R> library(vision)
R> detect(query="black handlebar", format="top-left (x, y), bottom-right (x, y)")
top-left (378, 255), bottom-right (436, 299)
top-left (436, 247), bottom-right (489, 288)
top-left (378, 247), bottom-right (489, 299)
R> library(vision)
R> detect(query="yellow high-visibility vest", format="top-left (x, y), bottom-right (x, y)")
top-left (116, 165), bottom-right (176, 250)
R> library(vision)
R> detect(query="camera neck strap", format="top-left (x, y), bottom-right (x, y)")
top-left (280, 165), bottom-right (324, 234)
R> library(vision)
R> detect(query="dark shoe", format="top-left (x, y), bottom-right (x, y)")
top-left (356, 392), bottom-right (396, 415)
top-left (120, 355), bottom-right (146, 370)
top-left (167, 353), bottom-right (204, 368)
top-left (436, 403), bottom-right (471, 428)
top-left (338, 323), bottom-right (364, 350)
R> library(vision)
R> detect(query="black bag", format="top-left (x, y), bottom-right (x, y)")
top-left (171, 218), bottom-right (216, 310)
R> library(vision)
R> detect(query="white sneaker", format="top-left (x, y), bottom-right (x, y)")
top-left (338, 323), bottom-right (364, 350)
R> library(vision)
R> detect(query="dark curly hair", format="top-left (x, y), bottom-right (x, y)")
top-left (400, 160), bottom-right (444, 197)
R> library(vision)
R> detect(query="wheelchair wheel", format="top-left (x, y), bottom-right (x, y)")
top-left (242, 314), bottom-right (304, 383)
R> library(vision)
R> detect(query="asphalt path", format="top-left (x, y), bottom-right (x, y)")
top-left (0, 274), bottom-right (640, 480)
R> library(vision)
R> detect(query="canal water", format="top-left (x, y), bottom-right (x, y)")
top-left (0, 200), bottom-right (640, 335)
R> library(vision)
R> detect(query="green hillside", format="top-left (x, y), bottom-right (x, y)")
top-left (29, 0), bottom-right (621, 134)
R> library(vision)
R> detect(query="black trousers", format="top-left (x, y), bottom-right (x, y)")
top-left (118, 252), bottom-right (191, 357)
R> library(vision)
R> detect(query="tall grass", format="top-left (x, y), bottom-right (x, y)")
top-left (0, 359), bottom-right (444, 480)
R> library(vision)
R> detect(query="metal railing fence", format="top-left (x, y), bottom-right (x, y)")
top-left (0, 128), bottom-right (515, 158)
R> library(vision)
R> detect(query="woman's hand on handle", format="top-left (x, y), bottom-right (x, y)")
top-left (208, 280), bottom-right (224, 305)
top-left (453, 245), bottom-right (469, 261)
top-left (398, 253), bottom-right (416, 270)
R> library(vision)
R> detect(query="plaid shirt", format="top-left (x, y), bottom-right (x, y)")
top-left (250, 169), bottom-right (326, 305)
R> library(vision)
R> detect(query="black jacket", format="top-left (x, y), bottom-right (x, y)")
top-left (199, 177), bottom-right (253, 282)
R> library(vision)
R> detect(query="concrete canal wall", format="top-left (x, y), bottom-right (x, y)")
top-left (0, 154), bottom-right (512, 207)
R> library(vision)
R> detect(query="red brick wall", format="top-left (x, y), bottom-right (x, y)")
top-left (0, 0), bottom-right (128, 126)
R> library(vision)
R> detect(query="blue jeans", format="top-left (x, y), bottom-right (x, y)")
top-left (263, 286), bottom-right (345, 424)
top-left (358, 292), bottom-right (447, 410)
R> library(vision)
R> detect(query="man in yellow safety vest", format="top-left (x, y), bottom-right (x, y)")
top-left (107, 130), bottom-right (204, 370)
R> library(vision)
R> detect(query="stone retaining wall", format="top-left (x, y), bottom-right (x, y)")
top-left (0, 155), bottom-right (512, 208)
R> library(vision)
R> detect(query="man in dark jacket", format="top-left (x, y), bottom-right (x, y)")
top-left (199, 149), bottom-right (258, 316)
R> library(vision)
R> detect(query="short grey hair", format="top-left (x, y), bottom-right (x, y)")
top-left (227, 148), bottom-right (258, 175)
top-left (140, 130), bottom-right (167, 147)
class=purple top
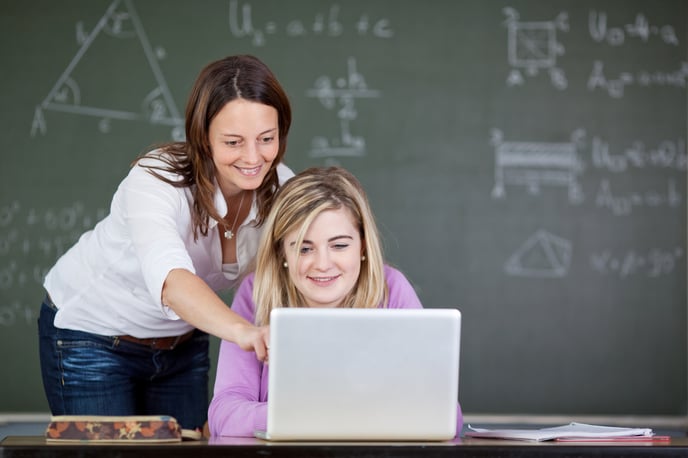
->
[208,266,463,437]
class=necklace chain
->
[222,191,246,240]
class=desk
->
[0,436,688,458]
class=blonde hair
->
[253,167,389,325]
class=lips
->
[236,165,263,177]
[308,275,339,283]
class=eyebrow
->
[289,235,354,246]
[220,127,279,137]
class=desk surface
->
[0,436,688,458]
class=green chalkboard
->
[0,0,688,417]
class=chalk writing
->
[595,179,683,216]
[229,0,394,46]
[306,57,380,157]
[0,201,106,292]
[591,137,688,173]
[504,229,573,278]
[491,129,585,203]
[31,0,185,140]
[590,247,684,278]
[587,60,688,98]
[588,10,678,46]
[503,8,569,90]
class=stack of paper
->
[465,422,654,441]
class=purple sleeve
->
[208,274,267,437]
[385,266,463,437]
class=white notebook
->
[256,308,461,441]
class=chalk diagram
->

● ● ● ● ● ● ●

→ TASK TO COMPLETE:
Copy every line of the material above word for word, without including any of the pictures in your answer.

→ THE OUTPUT:
R> library(vision)
R> detect(query="black handlebar", format="top-left (x, y), bottom-right (x, y)")
top-left (378, 255), bottom-right (436, 299)
top-left (436, 247), bottom-right (489, 288)
top-left (378, 247), bottom-right (489, 299)
R> library(vision)
R> detect(query="yellow high-visibility vest", format="top-left (x, y), bottom-right (x, y)")
top-left (116, 165), bottom-right (176, 250)
R> library(vision)
R> detect(query="camera neck strap", format="top-left (x, y), bottom-right (x, y)")
top-left (280, 165), bottom-right (324, 234)
R> library(vision)
R> detect(query="dark shoe", format="top-left (x, y), bottom-right (x, y)")
top-left (356, 392), bottom-right (396, 415)
top-left (120, 355), bottom-right (146, 370)
top-left (167, 353), bottom-right (204, 368)
top-left (436, 403), bottom-right (471, 428)
top-left (338, 323), bottom-right (364, 350)
R> library(vision)
R> detect(query="black bag", format="top-left (x, y), bottom-right (x, y)")
top-left (171, 218), bottom-right (216, 310)
R> library(vision)
R> detect(query="white sneaker", format="top-left (x, y), bottom-right (x, y)")
top-left (338, 323), bottom-right (364, 350)
R> library(vision)
R> detect(query="dark curly hair", format="top-left (x, y), bottom-right (x, y)")
top-left (400, 160), bottom-right (444, 197)
R> library(vision)
R> detect(query="wheelchair wheel", format="top-left (x, y), bottom-right (x, y)")
top-left (242, 314), bottom-right (304, 383)
R> library(vision)
R> detect(query="asphalt path", format="top-left (x, y), bottom-right (x, y)")
top-left (0, 274), bottom-right (640, 480)
R> library(vision)
R> detect(query="canal water", format="top-left (x, y), bottom-right (x, y)")
top-left (0, 200), bottom-right (640, 335)
R> library(vision)
R> detect(query="green hillside", format="top-left (x, y), bottom-right (x, y)")
top-left (29, 0), bottom-right (621, 134)
R> library(vision)
R> detect(query="black trousers", format="top-left (x, y), bottom-right (x, y)")
top-left (118, 252), bottom-right (191, 357)
R> library(vision)
R> detect(query="tall grass", format="top-left (x, y), bottom-right (x, y)")
top-left (0, 359), bottom-right (444, 480)
R> library(vision)
R> detect(query="metal railing fence", format="top-left (x, y), bottom-right (x, y)")
top-left (0, 128), bottom-right (515, 158)
R> library(vision)
R> detect(query="woman's hand on handle", format="top-left (x, y), bottom-right (x, y)")
top-left (208, 280), bottom-right (224, 305)
top-left (453, 245), bottom-right (469, 261)
top-left (398, 253), bottom-right (416, 270)
R> library(vision)
R> detect(query="plaid shirt", format="top-left (x, y), bottom-right (x, y)")
top-left (250, 169), bottom-right (326, 305)
R> library(vision)
R> detect(query="black jacket", format="top-left (x, y), bottom-right (x, y)")
top-left (199, 177), bottom-right (253, 282)
R> library(vision)
R> detect(query="concrete canal wall", format="top-left (x, y), bottom-right (x, y)")
top-left (0, 154), bottom-right (512, 207)
R> library(vision)
R> detect(query="red brick wall", format="top-left (x, y), bottom-right (x, y)")
top-left (0, 0), bottom-right (128, 126)
R> library(vision)
R> detect(query="blue jeans", format="top-left (x, y), bottom-right (x, y)")
top-left (263, 286), bottom-right (345, 424)
top-left (358, 292), bottom-right (447, 410)
R> library(vision)
R> detect(query="man in yellow safety vest", format="top-left (x, y), bottom-right (x, y)")
top-left (107, 130), bottom-right (204, 370)
R> library(vision)
R> detect(query="stone retaining wall", format="top-left (x, y), bottom-right (x, y)")
top-left (0, 155), bottom-right (512, 208)
R> library(vision)
R> detect(query="man in dark jacket", format="top-left (x, y), bottom-right (x, y)")
top-left (199, 149), bottom-right (258, 316)
R> library(vision)
R> detect(query="short grey hair", format="top-left (x, y), bottom-right (x, y)")
top-left (227, 148), bottom-right (258, 175)
top-left (140, 130), bottom-right (167, 147)
class=purple top
->
[208,266,463,437]
class=necklace chain
->
[222,191,246,240]
class=desk
->
[0,436,688,458]
class=blonde hair
->
[253,167,389,325]
class=lips
->
[236,165,263,177]
[308,275,339,283]
class=eyebrow
->
[289,235,354,246]
[220,127,279,137]
class=desk surface
->
[0,436,688,458]
class=green chalkboard
->
[0,0,688,417]
class=chalk writing
->
[595,179,683,216]
[229,0,394,46]
[306,57,380,157]
[0,201,106,292]
[591,137,688,173]
[504,229,573,278]
[491,129,585,203]
[31,0,185,140]
[590,247,684,278]
[587,60,688,98]
[588,10,678,46]
[503,8,569,90]
class=stack of paper
->
[465,422,654,441]
class=purple sleeve
->
[208,274,267,437]
[385,266,463,437]
class=white notebook
->
[256,308,461,441]
class=chalk diagram
->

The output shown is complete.